ACTION ITEM: According to the biography of Milan Kujundžić, what political party did he found after leaving the Croatian Democratic Union?

DOCUMENT PASSAGE:
###
Croatian physician and politician

Milan Kujundžić (/hr/; born 27 April 1957) is a Croatian physician and politician who held the position of Minister of Health in the Cabinet of Andrej Plenković between 2016 and 2020.

== Career ==
Kujundžić was born in the village of Ivanbegovina near Imotski, Croatia. He graduated from the University of Zagreb School of Medicine in 1982 and obtained his Ph.D. in medicine in 1992.

Since 2005, Kujundžić serves as a head-master of Clinical Hospital Dubrava.

== Political career ==
From 2004 to 2005, Kujundžić served as assistant of the Minister of Health and Social Welfare.

A longtime member of Croatian Democratic Union (HDZ), he resigned from the party following his defeat in party chairmanship election in May 2012, which was won by Tomislav Karamarko. Kujundžić then founded a right-wing political party Croatian Dawn, established in July 2013 but returned to HDZ in 2016.

In 2012, Kujundžić was a candidate for the president of the Croatian Democratic Union, and in the 20 May 2012 election he came in second after Tomislav Karamarko. In the presidential election in 2014, he was a candidate for the president, but was defeated with conquered 6.3 percent of the vote.
###
DATASET ENTRIES:
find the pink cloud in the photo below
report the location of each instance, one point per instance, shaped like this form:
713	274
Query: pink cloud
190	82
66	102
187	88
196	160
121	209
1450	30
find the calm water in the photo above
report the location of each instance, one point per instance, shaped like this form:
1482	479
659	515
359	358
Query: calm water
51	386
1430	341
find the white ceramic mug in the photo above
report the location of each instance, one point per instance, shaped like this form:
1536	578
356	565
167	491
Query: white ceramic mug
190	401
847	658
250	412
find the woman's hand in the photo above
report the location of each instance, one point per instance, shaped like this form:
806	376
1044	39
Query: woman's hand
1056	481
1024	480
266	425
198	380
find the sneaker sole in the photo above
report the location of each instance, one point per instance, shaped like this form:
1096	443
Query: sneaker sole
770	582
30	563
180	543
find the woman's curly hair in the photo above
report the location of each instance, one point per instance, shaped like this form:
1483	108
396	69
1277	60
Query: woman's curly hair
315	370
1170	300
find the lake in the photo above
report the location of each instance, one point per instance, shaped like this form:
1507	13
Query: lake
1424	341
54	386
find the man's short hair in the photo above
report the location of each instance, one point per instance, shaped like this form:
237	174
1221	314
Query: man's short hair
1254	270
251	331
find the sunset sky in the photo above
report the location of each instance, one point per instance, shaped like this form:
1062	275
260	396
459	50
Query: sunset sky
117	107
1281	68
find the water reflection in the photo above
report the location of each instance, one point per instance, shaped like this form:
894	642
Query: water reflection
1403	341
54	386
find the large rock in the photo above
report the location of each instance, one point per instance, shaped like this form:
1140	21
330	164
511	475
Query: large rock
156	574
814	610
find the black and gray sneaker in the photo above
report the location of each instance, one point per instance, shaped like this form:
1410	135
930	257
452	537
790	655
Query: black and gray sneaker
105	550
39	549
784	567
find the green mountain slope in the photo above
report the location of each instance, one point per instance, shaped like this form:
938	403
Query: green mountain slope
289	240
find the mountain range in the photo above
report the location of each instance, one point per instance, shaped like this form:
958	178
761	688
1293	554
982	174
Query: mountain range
###
FINAL ANSWER: Croatian Dawn, established in July 2013.